- **What this task involves**: Copy the records word for word, starting at the line that contains "like [219, 39]." and continuing through the end of the records. Leave the pictures out of your copy.

- **Exercise materials**:
● ● ● ●

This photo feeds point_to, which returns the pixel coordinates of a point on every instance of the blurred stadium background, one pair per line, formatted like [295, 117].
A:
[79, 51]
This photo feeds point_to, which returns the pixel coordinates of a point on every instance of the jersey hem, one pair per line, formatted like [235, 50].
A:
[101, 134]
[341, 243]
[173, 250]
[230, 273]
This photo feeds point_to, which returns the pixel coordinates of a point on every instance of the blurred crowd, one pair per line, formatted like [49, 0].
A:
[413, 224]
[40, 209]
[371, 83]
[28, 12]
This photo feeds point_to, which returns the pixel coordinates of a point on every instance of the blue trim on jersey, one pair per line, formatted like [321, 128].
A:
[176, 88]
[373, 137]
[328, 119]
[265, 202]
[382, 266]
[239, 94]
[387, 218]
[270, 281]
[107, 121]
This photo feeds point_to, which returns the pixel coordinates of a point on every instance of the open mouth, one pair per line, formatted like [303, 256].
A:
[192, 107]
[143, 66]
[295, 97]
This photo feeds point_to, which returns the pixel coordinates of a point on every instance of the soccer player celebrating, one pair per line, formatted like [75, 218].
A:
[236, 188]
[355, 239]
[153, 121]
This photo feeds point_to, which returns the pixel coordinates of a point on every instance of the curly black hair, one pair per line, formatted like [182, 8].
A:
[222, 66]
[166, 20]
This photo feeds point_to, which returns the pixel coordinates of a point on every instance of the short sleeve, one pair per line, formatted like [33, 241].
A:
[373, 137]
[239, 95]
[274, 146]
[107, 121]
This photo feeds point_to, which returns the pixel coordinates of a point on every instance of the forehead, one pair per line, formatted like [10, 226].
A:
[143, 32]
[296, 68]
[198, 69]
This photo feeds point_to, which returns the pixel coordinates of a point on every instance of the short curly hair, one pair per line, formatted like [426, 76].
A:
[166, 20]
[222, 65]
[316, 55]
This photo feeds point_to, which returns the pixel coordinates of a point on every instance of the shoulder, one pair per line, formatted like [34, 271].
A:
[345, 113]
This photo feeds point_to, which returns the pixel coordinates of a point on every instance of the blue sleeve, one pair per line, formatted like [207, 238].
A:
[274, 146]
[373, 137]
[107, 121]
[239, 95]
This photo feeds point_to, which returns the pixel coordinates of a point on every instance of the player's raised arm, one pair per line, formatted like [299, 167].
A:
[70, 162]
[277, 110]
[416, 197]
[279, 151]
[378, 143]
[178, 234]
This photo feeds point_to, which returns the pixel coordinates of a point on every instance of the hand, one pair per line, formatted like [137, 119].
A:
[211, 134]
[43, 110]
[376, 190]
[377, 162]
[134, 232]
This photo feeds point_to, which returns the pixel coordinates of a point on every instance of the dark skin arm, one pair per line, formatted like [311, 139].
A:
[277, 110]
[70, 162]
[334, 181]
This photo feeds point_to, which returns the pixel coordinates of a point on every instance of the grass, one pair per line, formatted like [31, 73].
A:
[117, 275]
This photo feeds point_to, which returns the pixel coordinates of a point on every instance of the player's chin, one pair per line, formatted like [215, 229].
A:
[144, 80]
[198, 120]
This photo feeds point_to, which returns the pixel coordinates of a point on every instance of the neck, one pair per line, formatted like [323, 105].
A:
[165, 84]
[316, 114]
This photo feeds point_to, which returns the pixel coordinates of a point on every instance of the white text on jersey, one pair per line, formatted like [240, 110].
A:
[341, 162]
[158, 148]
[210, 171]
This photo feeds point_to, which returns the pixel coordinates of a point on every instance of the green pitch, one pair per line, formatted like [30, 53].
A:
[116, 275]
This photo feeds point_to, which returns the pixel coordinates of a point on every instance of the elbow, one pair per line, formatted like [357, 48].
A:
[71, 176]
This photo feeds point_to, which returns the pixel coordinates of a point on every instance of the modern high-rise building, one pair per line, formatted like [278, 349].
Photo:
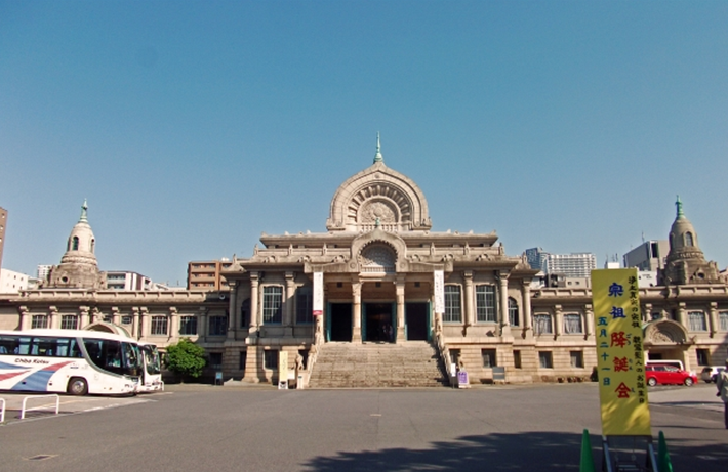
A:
[571, 265]
[206, 275]
[649, 255]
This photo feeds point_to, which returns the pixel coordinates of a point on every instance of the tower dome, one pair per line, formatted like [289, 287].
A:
[686, 264]
[78, 268]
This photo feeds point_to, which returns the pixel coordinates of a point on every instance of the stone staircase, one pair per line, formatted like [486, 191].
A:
[378, 365]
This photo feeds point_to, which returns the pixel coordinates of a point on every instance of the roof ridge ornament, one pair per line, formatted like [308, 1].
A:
[378, 155]
[84, 209]
[678, 204]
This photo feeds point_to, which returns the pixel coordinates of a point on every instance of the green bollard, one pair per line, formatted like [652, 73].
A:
[663, 457]
[586, 464]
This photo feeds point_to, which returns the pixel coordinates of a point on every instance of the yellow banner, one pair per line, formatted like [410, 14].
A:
[621, 358]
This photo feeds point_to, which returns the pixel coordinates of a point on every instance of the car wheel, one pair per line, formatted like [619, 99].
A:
[77, 386]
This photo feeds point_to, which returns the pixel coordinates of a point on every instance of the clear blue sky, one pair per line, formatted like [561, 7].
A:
[191, 127]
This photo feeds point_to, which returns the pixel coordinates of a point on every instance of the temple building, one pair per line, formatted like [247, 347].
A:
[380, 299]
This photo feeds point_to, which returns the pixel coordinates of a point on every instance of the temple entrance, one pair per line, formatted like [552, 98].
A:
[339, 322]
[379, 323]
[416, 320]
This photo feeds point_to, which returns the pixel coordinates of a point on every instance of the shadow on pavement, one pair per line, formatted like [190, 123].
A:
[536, 451]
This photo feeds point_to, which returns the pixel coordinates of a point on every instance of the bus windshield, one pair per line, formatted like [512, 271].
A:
[114, 356]
[151, 359]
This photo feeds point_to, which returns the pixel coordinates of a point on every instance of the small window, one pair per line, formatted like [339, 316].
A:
[243, 360]
[188, 326]
[545, 360]
[572, 323]
[452, 304]
[703, 356]
[488, 358]
[159, 325]
[271, 360]
[39, 322]
[513, 311]
[69, 322]
[216, 360]
[542, 324]
[696, 321]
[577, 359]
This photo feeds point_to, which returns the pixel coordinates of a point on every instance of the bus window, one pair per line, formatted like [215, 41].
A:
[8, 345]
[24, 346]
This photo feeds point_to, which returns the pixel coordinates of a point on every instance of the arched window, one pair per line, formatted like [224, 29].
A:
[378, 259]
[513, 311]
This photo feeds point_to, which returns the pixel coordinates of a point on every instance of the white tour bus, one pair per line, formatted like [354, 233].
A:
[151, 379]
[62, 360]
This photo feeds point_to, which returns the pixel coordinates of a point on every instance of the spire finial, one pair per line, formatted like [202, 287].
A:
[378, 155]
[678, 204]
[84, 208]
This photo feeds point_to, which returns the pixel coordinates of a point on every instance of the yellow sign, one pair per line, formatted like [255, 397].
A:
[621, 358]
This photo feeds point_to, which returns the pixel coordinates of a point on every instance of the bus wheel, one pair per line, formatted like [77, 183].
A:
[77, 386]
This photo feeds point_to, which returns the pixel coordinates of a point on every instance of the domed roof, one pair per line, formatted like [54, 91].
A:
[380, 196]
[81, 242]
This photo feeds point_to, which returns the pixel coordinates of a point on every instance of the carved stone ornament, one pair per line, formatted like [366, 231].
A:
[377, 209]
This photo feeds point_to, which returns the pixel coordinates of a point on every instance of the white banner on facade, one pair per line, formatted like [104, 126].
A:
[439, 291]
[318, 293]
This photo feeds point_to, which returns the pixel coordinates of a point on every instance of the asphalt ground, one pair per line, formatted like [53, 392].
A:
[493, 428]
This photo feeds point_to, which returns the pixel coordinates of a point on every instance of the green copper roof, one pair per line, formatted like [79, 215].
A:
[84, 208]
[378, 156]
[678, 204]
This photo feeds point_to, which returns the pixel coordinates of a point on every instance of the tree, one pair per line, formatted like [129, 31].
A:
[185, 359]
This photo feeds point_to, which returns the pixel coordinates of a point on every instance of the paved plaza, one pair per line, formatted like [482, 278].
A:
[196, 427]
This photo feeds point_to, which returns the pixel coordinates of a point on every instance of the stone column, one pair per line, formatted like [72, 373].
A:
[682, 315]
[647, 312]
[173, 328]
[134, 322]
[558, 320]
[356, 292]
[714, 322]
[202, 324]
[400, 284]
[527, 321]
[469, 312]
[588, 321]
[52, 317]
[288, 306]
[233, 310]
[24, 318]
[505, 321]
[115, 316]
[144, 322]
[254, 315]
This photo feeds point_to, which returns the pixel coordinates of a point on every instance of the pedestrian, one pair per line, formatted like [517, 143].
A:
[722, 382]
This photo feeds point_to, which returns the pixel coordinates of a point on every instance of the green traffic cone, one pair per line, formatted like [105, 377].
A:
[663, 457]
[586, 464]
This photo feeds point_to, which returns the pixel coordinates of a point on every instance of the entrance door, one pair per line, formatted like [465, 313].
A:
[416, 320]
[340, 322]
[379, 323]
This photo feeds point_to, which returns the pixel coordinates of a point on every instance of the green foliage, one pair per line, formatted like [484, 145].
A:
[185, 358]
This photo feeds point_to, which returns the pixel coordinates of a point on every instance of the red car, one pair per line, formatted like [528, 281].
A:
[668, 375]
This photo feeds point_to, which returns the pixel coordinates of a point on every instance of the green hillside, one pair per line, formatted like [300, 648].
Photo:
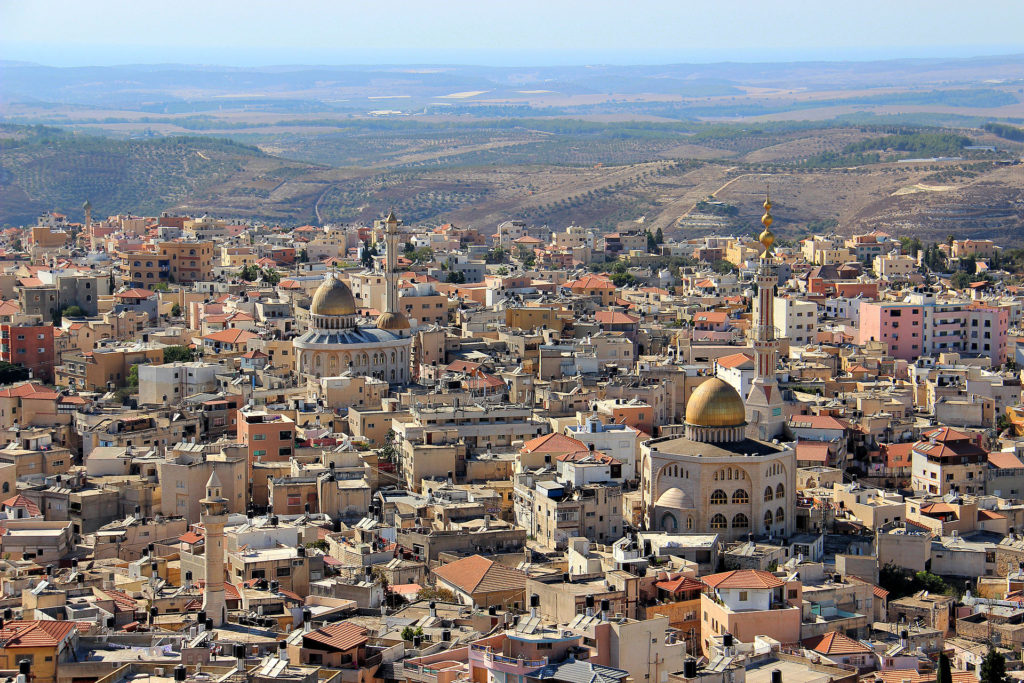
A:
[45, 168]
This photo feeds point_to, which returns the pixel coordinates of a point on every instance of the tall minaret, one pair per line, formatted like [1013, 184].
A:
[87, 207]
[214, 516]
[391, 262]
[765, 418]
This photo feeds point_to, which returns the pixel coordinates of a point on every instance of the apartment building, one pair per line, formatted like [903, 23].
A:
[796, 319]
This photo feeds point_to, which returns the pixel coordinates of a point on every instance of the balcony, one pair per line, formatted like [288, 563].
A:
[487, 657]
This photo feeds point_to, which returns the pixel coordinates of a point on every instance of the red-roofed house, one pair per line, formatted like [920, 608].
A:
[341, 645]
[749, 603]
[481, 582]
[228, 341]
[945, 458]
[46, 643]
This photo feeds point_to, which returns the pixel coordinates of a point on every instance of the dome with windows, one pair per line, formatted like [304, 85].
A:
[715, 413]
[333, 298]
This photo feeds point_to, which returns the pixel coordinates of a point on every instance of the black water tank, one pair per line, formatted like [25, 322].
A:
[690, 668]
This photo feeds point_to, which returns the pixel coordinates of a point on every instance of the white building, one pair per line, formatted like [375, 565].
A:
[620, 441]
[796, 319]
[169, 383]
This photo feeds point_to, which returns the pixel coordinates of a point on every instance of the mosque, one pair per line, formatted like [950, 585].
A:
[728, 474]
[336, 341]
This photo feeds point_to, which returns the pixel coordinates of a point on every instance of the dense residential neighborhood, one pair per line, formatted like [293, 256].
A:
[395, 453]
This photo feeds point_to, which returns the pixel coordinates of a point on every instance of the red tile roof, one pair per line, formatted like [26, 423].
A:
[233, 336]
[591, 282]
[553, 442]
[135, 294]
[22, 502]
[342, 636]
[743, 579]
[478, 574]
[836, 644]
[36, 633]
[735, 360]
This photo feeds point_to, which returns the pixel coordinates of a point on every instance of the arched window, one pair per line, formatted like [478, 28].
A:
[669, 522]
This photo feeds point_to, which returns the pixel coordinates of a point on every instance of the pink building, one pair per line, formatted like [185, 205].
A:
[899, 325]
[986, 332]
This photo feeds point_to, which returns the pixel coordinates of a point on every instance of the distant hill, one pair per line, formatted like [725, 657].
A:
[44, 168]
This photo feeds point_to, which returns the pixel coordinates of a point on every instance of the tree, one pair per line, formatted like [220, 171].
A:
[178, 354]
[944, 674]
[723, 266]
[9, 373]
[270, 276]
[250, 272]
[993, 667]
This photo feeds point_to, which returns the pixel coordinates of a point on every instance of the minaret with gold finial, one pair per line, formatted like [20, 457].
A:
[765, 415]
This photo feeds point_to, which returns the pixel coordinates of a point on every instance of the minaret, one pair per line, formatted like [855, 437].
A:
[214, 516]
[765, 418]
[391, 263]
[87, 207]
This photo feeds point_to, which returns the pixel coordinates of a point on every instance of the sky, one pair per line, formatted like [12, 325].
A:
[247, 33]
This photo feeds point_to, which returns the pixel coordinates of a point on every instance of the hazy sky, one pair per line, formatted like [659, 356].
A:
[517, 32]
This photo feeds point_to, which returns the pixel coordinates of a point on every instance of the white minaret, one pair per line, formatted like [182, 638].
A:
[214, 516]
[765, 416]
[391, 263]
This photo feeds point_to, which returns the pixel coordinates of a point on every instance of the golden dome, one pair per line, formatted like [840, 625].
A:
[392, 322]
[333, 298]
[715, 403]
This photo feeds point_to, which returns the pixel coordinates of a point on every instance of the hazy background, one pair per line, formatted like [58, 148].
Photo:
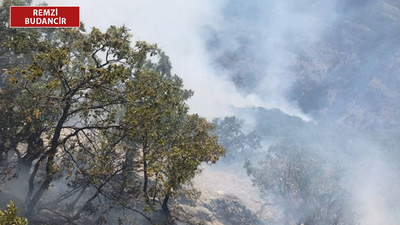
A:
[334, 63]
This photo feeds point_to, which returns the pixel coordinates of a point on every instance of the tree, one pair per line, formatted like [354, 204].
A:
[303, 186]
[10, 216]
[237, 144]
[105, 119]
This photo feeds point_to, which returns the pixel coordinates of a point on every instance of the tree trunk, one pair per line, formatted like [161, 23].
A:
[165, 202]
[50, 160]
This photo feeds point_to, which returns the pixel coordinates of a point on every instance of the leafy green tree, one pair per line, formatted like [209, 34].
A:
[10, 216]
[106, 115]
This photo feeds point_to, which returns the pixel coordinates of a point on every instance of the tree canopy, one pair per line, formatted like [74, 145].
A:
[98, 116]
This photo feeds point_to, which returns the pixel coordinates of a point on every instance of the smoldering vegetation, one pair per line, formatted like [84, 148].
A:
[320, 148]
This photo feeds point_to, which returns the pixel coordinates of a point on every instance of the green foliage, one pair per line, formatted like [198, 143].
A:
[10, 216]
[103, 113]
[302, 186]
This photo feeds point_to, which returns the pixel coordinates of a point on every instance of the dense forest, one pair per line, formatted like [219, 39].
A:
[300, 125]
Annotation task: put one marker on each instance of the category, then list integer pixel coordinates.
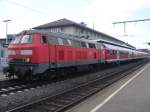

● ● ● ●

- **Response to this task**:
This photo feeds point_to, which returns the pixel coordinates of a point on every instance of the dense forest, one pair per line, formatted like [219, 39].
A:
[300, 125]
Annotation task: put one marker on each instance of the category, then list integer pixel coordinates.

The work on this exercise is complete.